# [Excerpt to read]
▬▬▬

British military officer (1894–1964)

Sir Douglas David Gracey, (3 September 1894 – 5 June 1964) was a British military officer who served as the second Commander-in-Chief of the Pakistan Army from 1948 to 1951. Prior to Pakistan's independence, he fought in the British Indian Army in both the First and Second World Wars.

==Early life==
Born to English parents living in India, Gracey was educated in English schools before returning to India to serve in the military there. Gracey's initial education was at Blundell's School before moving on to the Royal Military College at Sandhurst, from where he was commissioned into the Unattached List, Indian Army on 15 August 1914 as a second lieutenant.

== Military career ==
By early 1915 he had been attached to the 5th Extra Reserve Battalion, Royal Munster Fusiliers. He served in France from 11 January to 2 May 1915 when he was wounded.

In September 1915, Gracey was appointed from the unattached list of the Indian Army into the 1st King George's Own Gurkha Rifles (The Malaun Regiment) with the rank of second lieutenant. With his Indian Army regiment he saw active service in Mesopotamia and Palestine and was awarded the Military Cross (MC) in 1917 and a Bar to the award in 1919.
The citation to his first MC read:
"For conspicuous gallantry and devotion to duty when commanding two companies in the attack. He succeeded in leading the two companies to the objective in spite of a determined opposition, and by his untiring energy and resource was largely responsible for the success of the operation."

As is often the case in wartime he held postings at various times with more senior acting rank, but was formally promoted lieutenant in August 1917 and captain with effect from August 1918.

=== Between the wars ===
Between the wars Gracey became an instructor at the Royal Military College, Sandhurst, in 1925, commanding one of the cadet companies. After this he attended the Staff College, Quetta, from 1928 to 1929, and his fellow students included Colin Gubbins, John Crocker, Eric Goddard, Lionel Cox, and Henry Davies, among many others, who were destined to achieve general officer rank. In peacetime, promotion came slowly and brevet ranks were used as an interim step to the next rank up for officers who performed well. In 1930, Gracey received a promotion to brevet major. In late 1931 he was appointed as GSO2 at GHQ India and by the time this appointment finished in late 1935 he had received his promotion to major. In early 1937 he was given another GSO2 posting at Western Command in India. Having waited so long to be raised from captain to major, his next advancements to brevet lieutenant-colonel and lieutenant-colonel came quite quickly, in January 1938 and February 1939.

▬▬▬

# [Required work]
a - In the text about Douglas Gracey, which school did he attend before the Royal Military College at Sandhurst?
b - Turn the paragraph of the text about Douglas Gracey that begins "Between the wars Gracey became an instructor" into a short list that keeps its main facts.
c - Pick up the text about Douglas Gracey after its last sentence and carry it on.
The entries have no connection to the text about Douglas Gracey.

▬▬▬

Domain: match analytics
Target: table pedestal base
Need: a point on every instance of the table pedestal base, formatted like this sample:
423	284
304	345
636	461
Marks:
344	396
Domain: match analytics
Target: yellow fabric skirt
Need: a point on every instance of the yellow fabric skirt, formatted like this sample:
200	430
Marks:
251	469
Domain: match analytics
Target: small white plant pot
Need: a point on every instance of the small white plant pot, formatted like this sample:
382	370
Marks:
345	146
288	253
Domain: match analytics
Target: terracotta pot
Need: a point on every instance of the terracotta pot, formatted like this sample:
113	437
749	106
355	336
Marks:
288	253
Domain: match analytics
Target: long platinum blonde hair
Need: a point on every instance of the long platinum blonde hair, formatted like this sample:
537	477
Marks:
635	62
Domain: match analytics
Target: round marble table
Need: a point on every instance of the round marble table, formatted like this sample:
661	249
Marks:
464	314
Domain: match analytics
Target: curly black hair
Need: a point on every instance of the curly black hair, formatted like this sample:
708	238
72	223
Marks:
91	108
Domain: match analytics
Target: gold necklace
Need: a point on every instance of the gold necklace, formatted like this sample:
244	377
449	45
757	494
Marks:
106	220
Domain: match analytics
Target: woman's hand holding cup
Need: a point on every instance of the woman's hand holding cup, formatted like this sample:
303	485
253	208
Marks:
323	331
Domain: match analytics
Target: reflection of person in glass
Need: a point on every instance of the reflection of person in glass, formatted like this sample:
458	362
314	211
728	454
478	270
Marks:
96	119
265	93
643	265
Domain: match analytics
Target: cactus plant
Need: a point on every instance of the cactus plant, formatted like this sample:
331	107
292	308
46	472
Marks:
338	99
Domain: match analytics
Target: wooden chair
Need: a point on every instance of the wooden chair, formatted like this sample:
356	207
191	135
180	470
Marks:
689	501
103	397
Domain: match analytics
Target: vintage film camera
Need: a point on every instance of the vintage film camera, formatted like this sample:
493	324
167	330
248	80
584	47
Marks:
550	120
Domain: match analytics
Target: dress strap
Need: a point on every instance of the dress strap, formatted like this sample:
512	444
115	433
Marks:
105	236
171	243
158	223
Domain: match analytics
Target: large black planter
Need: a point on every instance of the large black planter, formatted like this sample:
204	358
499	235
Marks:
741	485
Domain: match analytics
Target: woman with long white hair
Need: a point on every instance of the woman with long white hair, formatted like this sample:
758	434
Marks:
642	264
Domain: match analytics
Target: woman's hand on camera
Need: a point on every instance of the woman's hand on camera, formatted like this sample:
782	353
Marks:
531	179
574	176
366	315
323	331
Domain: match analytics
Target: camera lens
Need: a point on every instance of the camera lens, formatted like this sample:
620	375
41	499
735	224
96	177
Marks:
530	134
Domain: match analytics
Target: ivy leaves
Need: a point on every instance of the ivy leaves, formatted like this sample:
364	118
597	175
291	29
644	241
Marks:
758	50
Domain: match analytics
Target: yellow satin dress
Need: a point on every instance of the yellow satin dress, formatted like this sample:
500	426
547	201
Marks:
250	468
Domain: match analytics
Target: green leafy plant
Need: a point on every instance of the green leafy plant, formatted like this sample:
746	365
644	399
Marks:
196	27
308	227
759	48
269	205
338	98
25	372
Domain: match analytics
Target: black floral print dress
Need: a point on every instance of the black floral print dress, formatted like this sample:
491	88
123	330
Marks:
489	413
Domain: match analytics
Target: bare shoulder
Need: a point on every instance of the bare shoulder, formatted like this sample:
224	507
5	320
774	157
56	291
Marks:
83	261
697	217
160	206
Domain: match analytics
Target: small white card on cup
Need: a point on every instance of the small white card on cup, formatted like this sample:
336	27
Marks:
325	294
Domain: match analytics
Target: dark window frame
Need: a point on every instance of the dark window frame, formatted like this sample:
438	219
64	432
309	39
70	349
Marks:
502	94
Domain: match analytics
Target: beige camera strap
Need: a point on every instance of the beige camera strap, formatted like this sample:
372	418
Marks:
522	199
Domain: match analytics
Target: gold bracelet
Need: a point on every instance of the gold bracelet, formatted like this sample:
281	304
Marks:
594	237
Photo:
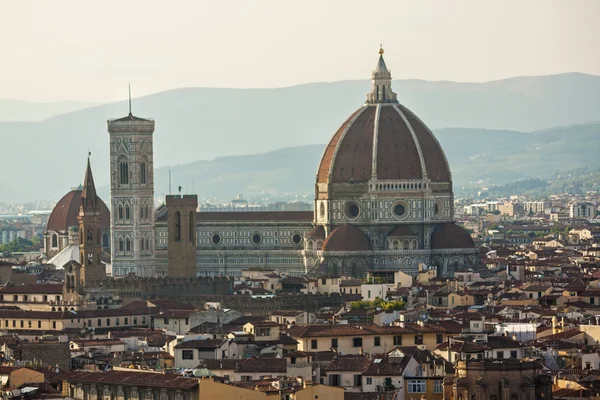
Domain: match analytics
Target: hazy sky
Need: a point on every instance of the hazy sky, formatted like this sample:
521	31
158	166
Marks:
89	50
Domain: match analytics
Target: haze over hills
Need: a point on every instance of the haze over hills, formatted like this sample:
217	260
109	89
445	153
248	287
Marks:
17	110
475	155
209	124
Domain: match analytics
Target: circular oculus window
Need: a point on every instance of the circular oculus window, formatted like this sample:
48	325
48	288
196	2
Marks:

▬▬▬

# [Outputs by task]
a - Blundell's School.

b -
- 1925: became an instructor at the Royal Military College, Sandhurst, commanding a cadet company.
- 1928–1929: attended the Staff College, Quetta, with classmates including Colin Gubbins, John Crocker, Eric Goddard, Lionel Cox, and Henry Davies, who later became generals.
- 1930: promoted to brevet major, since brevet ranks served as an interim step during slow peacetime promotion.
- Late 1931 to late 1935: served as GSO2 at GHQ India and was promoted to major.
- Early 1937: received another GSO2 posting, at Western Command in India.
- January 1938: became brevet lieutenant-colonel.
- February 1939: became lieutenant-colonel.

c -
==== Second World War ====
At the start of the Second World War in September 1939, Gracey was commanding officer of the 2nd Battalion, 3rd Queen Alexandra's Own Gurkha Rifles on the North West Frontier of India. In March 1940, upon his promotion to full colonel, he became assistant commandant of the Staff College, Quetta, with the Commandant then being Philip Christison, a British Army officer. In May 1941 he was promoted brigadier and given command of the 17th Indian Infantry Brigade which, as part of the 8th Indian Infantry Division, was sent shortly thereafter to Basra in Iraq but took no significant part in the Anglo-Iraqi War. In June 1941 the brigade was ordered to northwest Iraq to the Bec du Canard region in northeast Syria, part of the Syria-Lebanon campaign. After this Gracey and his brigade remained in Iraq as part of Iraqforce (subsequently Paiforce), protecting the Middle East from a possible Axis thrust south of the Caucasus. For his service, Gracey was appointed an Officer of the Order of the British Empire (OBE)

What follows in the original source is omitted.